§ What the task asks: Using the data that follows, return exactly the lines from the one that contains "of the throat" through the one that contains "the arm tattoo", ends included.

Exercise material Block Start

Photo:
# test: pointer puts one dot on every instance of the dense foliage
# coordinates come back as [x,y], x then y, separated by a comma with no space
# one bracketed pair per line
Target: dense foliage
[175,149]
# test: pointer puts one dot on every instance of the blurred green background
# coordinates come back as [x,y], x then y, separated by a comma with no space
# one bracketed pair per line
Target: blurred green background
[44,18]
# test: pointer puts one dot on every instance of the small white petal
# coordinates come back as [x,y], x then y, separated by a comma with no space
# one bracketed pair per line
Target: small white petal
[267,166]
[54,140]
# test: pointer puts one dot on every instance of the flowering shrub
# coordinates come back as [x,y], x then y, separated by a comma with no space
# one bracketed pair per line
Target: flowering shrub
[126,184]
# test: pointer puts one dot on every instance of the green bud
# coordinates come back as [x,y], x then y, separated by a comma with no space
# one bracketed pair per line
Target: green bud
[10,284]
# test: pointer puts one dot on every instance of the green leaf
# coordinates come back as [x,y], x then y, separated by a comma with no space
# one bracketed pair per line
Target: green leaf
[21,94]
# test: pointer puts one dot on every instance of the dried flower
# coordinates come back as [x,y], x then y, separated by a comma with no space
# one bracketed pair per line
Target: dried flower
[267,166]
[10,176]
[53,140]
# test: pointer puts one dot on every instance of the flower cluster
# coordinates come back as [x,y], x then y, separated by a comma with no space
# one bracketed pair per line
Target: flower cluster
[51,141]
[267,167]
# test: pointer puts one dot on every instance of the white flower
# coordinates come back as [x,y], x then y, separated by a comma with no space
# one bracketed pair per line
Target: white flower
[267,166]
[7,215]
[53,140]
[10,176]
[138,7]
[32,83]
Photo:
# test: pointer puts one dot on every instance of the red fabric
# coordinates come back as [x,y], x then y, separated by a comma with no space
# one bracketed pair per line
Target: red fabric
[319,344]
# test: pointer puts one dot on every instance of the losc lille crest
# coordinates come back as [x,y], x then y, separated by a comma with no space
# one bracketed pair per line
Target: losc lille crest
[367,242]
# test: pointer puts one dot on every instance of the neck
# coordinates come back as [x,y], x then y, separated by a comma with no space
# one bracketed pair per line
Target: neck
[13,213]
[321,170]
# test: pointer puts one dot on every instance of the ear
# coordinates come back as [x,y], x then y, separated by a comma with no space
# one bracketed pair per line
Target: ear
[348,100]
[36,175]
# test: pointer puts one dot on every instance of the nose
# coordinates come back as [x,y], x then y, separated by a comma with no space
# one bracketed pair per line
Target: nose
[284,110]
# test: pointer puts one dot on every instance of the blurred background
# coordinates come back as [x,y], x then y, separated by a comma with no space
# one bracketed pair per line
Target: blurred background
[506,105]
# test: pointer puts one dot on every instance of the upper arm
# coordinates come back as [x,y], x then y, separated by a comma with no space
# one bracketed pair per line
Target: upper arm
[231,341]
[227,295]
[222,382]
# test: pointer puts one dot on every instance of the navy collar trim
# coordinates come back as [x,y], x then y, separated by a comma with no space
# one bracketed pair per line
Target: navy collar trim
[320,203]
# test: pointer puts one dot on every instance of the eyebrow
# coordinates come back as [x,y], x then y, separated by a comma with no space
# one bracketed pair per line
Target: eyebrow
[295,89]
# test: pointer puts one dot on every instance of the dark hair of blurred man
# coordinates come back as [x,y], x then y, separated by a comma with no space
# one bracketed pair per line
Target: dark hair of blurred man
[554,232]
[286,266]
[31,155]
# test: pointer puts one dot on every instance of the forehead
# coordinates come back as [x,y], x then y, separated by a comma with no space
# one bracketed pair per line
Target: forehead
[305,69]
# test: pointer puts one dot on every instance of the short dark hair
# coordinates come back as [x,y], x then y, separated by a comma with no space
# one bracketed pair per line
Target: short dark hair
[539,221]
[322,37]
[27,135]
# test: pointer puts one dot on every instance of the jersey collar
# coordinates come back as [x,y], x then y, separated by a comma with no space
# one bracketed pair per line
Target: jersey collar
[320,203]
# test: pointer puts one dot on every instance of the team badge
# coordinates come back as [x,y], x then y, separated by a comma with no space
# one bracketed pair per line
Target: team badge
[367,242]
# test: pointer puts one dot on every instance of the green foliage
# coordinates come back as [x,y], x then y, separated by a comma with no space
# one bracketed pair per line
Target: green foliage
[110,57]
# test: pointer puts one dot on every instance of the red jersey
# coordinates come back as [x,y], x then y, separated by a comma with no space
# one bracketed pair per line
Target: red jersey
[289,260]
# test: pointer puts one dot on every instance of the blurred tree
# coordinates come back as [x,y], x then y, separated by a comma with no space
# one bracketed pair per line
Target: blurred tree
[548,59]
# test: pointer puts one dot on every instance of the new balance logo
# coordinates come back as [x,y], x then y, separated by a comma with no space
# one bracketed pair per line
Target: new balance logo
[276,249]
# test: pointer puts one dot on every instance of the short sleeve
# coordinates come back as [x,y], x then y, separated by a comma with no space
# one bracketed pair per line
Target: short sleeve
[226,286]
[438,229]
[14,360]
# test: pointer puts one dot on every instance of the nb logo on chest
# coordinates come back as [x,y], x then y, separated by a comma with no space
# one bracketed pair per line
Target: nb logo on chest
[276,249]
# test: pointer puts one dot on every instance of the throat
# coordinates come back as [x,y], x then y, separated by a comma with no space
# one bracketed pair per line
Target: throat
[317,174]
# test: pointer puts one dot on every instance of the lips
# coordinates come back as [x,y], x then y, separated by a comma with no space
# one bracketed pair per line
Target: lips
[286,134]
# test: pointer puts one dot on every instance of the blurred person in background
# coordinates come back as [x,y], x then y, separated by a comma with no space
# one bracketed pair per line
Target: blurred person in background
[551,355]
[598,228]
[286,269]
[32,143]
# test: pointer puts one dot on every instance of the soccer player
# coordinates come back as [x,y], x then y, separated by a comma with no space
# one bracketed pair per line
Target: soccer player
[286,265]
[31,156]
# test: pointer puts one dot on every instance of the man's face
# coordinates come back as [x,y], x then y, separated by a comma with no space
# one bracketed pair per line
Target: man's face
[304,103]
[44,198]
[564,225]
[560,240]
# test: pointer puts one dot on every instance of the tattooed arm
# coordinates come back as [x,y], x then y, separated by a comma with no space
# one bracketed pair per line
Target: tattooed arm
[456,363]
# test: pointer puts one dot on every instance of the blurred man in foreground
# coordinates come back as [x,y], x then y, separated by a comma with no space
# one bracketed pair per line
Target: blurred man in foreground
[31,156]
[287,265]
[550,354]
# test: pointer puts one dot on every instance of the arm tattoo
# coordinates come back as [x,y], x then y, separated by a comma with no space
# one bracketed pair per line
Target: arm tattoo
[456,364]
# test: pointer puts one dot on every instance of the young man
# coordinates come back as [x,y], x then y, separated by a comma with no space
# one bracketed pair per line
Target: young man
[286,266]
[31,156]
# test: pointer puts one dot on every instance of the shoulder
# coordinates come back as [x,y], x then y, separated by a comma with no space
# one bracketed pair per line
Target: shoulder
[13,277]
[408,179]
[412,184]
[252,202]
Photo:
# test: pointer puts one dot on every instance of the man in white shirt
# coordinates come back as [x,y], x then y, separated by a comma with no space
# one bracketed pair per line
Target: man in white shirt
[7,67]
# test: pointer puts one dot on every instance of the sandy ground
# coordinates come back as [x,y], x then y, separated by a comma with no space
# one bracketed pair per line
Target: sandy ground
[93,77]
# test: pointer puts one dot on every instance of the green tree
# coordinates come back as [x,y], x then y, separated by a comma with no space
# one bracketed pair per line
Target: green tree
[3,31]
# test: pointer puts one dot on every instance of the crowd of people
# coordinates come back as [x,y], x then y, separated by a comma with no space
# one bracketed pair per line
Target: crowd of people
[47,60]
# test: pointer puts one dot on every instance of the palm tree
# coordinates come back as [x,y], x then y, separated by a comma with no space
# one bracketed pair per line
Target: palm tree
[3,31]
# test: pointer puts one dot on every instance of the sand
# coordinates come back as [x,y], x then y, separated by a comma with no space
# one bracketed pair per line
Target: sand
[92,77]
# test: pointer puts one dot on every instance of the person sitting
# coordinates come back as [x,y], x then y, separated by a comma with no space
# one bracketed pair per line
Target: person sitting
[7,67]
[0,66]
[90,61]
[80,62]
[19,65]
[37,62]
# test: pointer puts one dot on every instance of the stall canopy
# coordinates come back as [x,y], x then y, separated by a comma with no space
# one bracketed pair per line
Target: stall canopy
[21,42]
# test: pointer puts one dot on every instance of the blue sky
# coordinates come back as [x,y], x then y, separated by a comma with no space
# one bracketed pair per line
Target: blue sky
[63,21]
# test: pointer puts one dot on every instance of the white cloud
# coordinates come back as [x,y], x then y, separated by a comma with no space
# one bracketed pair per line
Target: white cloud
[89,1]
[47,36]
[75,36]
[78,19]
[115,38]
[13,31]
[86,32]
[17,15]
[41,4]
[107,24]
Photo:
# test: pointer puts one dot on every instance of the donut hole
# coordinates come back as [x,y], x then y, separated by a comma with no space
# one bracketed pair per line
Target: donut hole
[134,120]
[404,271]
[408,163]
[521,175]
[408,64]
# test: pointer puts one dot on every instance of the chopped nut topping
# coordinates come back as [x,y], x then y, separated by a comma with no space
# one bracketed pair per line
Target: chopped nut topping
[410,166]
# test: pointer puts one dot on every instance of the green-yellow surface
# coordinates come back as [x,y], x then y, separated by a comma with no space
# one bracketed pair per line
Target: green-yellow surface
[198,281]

Exercise material Block End

§ Exercise result:
# test: pointer puts one dot on every instance of the throat
# coordinates come back as [x,y], x then y, separated by a comma with no space
# one bracketed pair per line
Target: throat
[317,174]
# test: pointer puts one dot on every instance of the lips
# coordinates come back as [x,y], x then y, separated by a comma with no space
# one bracketed pair per line
Target: lips
[286,134]
# test: pointer puts one dot on every instance of the blurred person in background
# coordinates come back as [x,y], x then y, separated by a comma with no space
# one bracketed pair per line
Target: blurred person in background
[551,355]
[598,228]
[286,269]
[32,143]
# test: pointer puts one dot on every instance of the soccer player
# coordinates come back as [x,y], x then y, separated by a comma with no space
# one bracketed pair per line
Target: soccer player
[286,265]
[31,156]
# test: pointer puts one dot on every instance of the man's face
# coordinates come back as [x,y], x then y, separated by a comma with no space
# one bracketed pair per line
Target: man's face
[304,103]
[44,198]
[564,225]
[560,240]
# test: pointer puts one dot on every instance of the tattooed arm
# coordinates come back as [x,y], x then y, separated by a comma with no space
# one bracketed pair per line
Target: tattooed arm
[456,363]
# test: pointer puts one dot on every instance of the blurred man in foreground
# coordinates come back as [x,y], x then y, separated by a comma with no space
# one bracketed pair per line
Target: blurred man in foreground
[31,156]
[287,265]
[550,354]
# test: pointer puts one dot on every instance of the arm tattoo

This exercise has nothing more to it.